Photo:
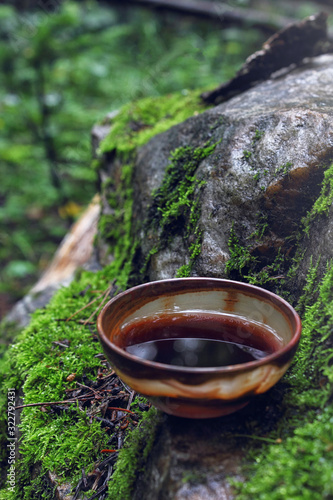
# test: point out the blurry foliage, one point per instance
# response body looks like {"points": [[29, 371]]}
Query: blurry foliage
{"points": [[61, 71]]}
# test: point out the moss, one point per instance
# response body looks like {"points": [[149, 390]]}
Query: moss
{"points": [[68, 442], [133, 457], [284, 169], [300, 466], [240, 257], [175, 206], [323, 202], [138, 122]]}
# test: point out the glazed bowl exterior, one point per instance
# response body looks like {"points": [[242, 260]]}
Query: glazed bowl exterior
{"points": [[196, 392]]}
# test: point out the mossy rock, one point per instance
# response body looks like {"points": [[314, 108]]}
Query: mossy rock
{"points": [[243, 191]]}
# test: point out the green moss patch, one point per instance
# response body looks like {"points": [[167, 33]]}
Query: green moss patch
{"points": [[138, 122], [175, 206], [299, 466]]}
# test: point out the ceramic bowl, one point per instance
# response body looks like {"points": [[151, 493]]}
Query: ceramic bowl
{"points": [[199, 392]]}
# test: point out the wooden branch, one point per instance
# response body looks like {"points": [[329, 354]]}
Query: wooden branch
{"points": [[217, 11], [291, 45]]}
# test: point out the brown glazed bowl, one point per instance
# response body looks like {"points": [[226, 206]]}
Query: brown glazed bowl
{"points": [[199, 392]]}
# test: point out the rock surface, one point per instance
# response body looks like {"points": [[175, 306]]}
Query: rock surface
{"points": [[273, 144]]}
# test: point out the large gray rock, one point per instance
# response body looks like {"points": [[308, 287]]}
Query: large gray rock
{"points": [[273, 145]]}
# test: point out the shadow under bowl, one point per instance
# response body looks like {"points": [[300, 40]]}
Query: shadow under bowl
{"points": [[200, 392]]}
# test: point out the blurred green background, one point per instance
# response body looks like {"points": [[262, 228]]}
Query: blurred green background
{"points": [[64, 66]]}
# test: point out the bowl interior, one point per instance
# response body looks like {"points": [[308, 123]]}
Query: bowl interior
{"points": [[246, 305]]}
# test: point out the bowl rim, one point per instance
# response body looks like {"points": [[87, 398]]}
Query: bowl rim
{"points": [[271, 297]]}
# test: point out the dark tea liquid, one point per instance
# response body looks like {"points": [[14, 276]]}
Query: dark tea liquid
{"points": [[199, 340]]}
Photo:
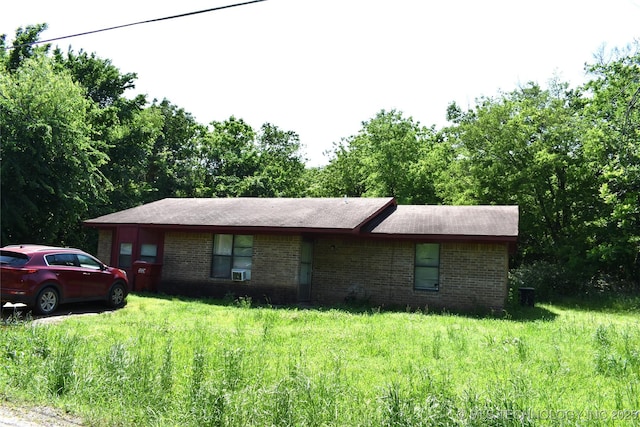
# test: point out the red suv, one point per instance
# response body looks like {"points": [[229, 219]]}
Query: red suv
{"points": [[43, 277]]}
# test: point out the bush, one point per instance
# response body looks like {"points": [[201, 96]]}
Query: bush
{"points": [[548, 279]]}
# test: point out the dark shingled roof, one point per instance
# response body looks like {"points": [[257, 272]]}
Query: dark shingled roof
{"points": [[377, 217], [282, 213], [497, 221]]}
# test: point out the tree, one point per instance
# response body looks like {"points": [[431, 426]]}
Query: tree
{"points": [[386, 158], [172, 166], [613, 109], [229, 159], [280, 164], [50, 166], [24, 47], [526, 148]]}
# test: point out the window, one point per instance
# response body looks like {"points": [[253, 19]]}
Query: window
{"points": [[126, 255], [427, 266], [231, 252], [66, 260], [148, 252], [88, 262]]}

-.-.-

• _YOUR OBJECTIVE_
In the part of the listing that opens with the line containing "# test: point out the shadow" and closes with the end of the listing, substitute "bowl edge" for "bowl rim" and leave everything else unchanged. Give only that part, without the pictures.

• _WRITTEN ANSWER_
# test: point out the shadow under bowl, one point per instance
# response body looks like {"points": [[300, 40]]}
Query: shadow under bowl
{"points": [[200, 392]]}
# test: point out the blurred green background, one point per instance
# response body looks like {"points": [[262, 228]]}
Query: blurred green background
{"points": [[64, 66]]}
# test: point out the bowl interior, one point per instance
# response body looks like {"points": [[308, 123]]}
Query: bowl interior
{"points": [[246, 305]]}
# test: point out the bowl edge, one point per instance
# response body looks like {"points": [[87, 398]]}
Query: bowl edge
{"points": [[271, 297]]}
# test: point out the dark tea liquid, one point per instance
# response body looks like {"points": [[14, 276]]}
Query: dark tea liquid
{"points": [[199, 340]]}
Photo:
# test: point out the red suv, one point per instance
# response body looks like {"points": [[229, 219]]}
Query: red suv
{"points": [[43, 277]]}
# test: point out the bush, one point per instance
# response body looks like {"points": [[201, 96]]}
Query: bush
{"points": [[548, 279]]}
# test: point out the dark shingled roof, one point per instance
# response body looks like {"points": [[257, 272]]}
Query: dark shingled roof
{"points": [[377, 217], [282, 213], [497, 221]]}
# test: point out the tree, one point per instance
# response body looks like {"points": [[431, 426]]}
Query: tree
{"points": [[386, 158], [172, 166], [613, 109], [229, 159], [280, 164], [50, 166], [24, 47], [526, 148]]}
# test: point out the window, one point per instance
# response body looks like {"points": [[253, 19]]}
Query: window
{"points": [[126, 255], [427, 266], [231, 252], [66, 260], [148, 252], [88, 262]]}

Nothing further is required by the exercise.